Stored dataset items →
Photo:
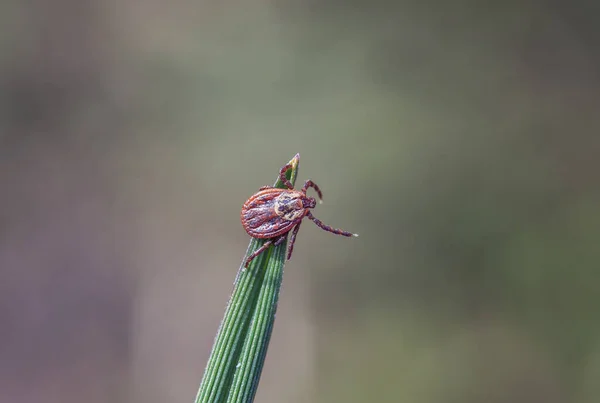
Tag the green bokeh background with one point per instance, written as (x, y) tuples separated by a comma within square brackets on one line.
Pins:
[(460, 139)]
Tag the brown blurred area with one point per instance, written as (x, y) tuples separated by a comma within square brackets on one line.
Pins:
[(460, 139)]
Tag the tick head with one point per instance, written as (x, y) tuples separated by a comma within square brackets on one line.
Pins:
[(309, 202)]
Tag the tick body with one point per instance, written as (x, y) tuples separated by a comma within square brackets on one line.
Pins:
[(272, 212)]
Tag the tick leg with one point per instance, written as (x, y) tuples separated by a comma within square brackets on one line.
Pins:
[(293, 240), (274, 241), (311, 184), (285, 181), (327, 227)]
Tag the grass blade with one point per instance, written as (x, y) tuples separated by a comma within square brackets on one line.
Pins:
[(237, 358)]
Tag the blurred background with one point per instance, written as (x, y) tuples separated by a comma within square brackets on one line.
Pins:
[(460, 139)]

Exercise description → Transcribe all of the records above character for character. Exclude the pictures.

Response →
Photo:
Tag the green bokeh background with one point per instance, written as (x, y) tuples separated by a comma within square brackets on one line.
Pins:
[(460, 139)]
Tag the brown blurred area with one point per instance, written as (x, y) tuples separated by a comma within square brackets on one line.
Pins:
[(460, 139)]
Tag the tick head with one point per instance, written as (x, y) tuples separated by a comma within square brackets on one line.
Pins:
[(309, 202)]
Tag the tick body with one point per instance, written as (x, y) tuples separated by a comma within square brackets on one line.
Pins:
[(272, 212)]
Tag the tick leg with one point per instance, written as (x, y) tuples separated by a comma within square brackets on one line.
Pins:
[(293, 240), (274, 241), (311, 184), (285, 181), (327, 227)]
Tag the grass blade with one point per instance, written as (x, y) tuples separated by a comma within square brackets on one line.
Pins:
[(237, 358)]
Tag the blurred background with one point per instance, written as (x, y) tuples separated by a comma within square brackets on one line.
Pins:
[(460, 139)]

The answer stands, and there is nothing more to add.